- [Requisitos] No texto sobre hip hop e veganismo, com que idade quem escreve virou vegetariano?

- [Trecho citado]
Por Christopher “Soul” Eubanks
Cresci apaixonado pela música hip hop dos anos 90. Na época, muitos dos meus artistas favoritos, como Nas, 2Pac, Outkast e Ice Cube, usavam sua música para abordar questões de injustiça racial e social. Assim como esses artistas, eu me sentia desconectado dos EUA que elogiavam figuras como Ronald Reagan e Cristóvão Colombo. Ao mesmo tempo, me conectava mais com figuras como James Baldwin e Malcolm X, que criticavam firmemente os Estados Unidos por suas deficiências e hipocrisia.
Ao ler sobre os hábitos alimentares de Malcolm X, que tinha uma alimentação majoritariamente vegetariana, me senti inspirado a virar vegetariano aos 17 anos. Eu não me conectaria com a filosofia ética do veganismo até mais de uma década e meia depois, quando comecei a assistir documentários como Cowspiracy, Dominion e Earthlings. Mas acredito que ao ouvir os artistas da minha geração compartilharem seus relatos sobre serem sistematicamente oprimidos, suas experiências plantaram as necessárias sementes de rebeldia dentro de mim. Mais tarde, essas sementes cultivariam em mim o ativista que sou hoje.
“O homem negro médio vive um terço de sua vida em uma cela de prisão / porque o mundo é controlado pelo homem branco / e o povo nunca recebe justiça / e as mulheres nunca são respeitadas / e os problemas nunca são resolvidos / e os trabalhos nunca pagam o suficiente / então o aluguel sempre está atrasado, você pode se relacionar, estamos vivendo em um estado policial”
“Police State” por Dead Prez
Embora eu ficasse cada vez mais frustrado com a realidade da supremacia branca, sabia que era importante não deixar minha raiva me impedir de ser a melhor versão de mim mesmo. Essa perspectiva influenciou meu ativismo, pois direcionou minha raiva para os sistemas de discriminação. Ao mesmo tempo, mantenho minha compaixão e compreensão por aqueles que participam desses sistemas, sejam eles trabalhadores de matadouros ou pessoas que consomem animais.

- [Entradas extraídas]
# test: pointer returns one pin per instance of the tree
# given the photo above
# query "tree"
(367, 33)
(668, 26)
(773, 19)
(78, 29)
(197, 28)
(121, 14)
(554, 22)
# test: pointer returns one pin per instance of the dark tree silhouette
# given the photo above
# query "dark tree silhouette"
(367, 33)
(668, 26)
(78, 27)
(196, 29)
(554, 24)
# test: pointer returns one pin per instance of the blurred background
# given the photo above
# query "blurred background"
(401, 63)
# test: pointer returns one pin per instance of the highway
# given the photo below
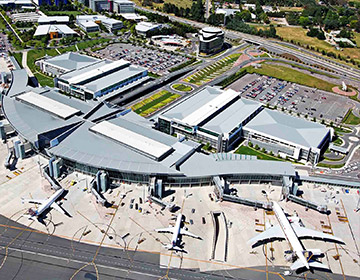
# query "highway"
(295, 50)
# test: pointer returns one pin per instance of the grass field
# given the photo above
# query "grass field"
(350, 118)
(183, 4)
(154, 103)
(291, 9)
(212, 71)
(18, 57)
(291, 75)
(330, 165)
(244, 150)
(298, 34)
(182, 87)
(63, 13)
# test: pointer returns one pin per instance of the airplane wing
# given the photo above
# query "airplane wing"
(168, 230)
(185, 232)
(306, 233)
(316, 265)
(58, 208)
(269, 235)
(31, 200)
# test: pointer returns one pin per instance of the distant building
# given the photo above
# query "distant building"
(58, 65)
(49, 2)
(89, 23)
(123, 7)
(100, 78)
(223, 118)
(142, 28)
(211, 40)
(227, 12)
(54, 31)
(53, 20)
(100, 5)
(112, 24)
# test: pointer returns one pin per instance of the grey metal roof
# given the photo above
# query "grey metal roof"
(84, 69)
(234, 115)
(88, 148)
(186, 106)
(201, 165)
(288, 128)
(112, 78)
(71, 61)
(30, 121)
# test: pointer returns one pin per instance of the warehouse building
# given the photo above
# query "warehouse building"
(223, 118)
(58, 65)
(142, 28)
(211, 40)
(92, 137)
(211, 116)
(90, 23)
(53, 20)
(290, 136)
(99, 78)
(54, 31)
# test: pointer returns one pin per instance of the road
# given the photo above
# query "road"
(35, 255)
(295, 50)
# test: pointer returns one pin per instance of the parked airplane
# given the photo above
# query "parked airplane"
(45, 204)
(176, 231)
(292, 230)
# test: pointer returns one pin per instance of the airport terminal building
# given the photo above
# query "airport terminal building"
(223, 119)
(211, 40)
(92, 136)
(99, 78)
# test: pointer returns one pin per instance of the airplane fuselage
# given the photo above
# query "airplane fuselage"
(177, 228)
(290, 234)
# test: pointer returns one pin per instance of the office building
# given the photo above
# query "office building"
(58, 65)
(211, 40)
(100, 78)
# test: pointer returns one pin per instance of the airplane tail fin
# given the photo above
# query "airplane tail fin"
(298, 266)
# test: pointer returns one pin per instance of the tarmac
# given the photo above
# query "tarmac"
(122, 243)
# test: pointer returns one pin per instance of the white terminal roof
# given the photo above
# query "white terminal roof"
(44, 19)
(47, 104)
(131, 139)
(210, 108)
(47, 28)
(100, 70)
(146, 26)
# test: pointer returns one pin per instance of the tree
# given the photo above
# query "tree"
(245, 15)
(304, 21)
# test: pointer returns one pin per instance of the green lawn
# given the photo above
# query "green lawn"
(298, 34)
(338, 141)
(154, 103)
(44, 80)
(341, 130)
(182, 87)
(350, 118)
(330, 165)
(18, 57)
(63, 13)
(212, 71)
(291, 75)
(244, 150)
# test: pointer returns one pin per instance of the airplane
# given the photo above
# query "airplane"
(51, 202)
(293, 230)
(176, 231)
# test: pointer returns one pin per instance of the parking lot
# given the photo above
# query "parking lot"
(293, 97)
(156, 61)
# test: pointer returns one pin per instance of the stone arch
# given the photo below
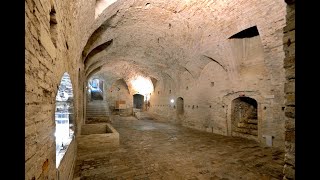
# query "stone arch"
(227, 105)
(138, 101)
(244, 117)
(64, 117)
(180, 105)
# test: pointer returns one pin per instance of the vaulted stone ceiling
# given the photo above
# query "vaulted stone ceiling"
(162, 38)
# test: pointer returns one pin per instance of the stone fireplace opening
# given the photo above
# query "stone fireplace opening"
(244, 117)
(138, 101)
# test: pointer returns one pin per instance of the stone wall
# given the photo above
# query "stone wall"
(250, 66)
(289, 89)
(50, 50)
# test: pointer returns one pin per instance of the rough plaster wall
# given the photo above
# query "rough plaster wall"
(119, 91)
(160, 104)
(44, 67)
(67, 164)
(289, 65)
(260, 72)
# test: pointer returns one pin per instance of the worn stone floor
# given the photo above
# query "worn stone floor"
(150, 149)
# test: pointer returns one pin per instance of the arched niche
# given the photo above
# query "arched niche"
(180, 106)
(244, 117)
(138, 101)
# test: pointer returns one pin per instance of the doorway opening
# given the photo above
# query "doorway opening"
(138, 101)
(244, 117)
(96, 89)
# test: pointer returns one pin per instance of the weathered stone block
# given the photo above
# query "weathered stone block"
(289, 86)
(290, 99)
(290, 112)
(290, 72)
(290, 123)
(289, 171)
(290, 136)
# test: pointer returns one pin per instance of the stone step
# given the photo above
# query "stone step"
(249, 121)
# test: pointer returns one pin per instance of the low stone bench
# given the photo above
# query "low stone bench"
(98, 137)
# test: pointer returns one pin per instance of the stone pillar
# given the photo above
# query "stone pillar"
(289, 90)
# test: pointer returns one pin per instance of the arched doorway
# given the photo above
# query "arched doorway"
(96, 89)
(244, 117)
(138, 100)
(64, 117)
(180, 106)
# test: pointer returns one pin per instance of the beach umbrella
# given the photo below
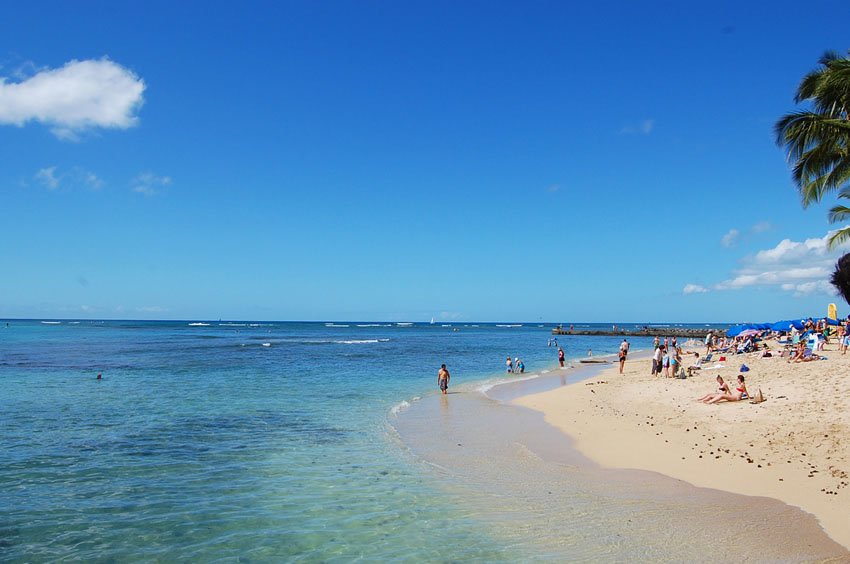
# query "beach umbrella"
--
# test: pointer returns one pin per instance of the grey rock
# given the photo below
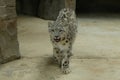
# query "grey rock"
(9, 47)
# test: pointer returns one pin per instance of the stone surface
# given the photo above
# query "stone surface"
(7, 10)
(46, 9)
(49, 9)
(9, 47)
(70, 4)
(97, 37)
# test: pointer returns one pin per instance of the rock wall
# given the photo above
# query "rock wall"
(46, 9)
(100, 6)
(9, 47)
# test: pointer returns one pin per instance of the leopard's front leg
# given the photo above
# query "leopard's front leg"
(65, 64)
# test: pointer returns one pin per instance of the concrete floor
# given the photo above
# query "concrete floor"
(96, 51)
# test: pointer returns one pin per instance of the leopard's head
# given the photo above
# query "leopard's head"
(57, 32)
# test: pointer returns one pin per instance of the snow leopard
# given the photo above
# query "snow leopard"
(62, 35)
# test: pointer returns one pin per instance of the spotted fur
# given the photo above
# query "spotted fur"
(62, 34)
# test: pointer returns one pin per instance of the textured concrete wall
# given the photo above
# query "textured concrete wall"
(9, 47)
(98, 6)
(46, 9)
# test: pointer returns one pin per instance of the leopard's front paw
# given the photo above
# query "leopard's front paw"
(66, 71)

- [Resposta escrita] Aos 17 anos.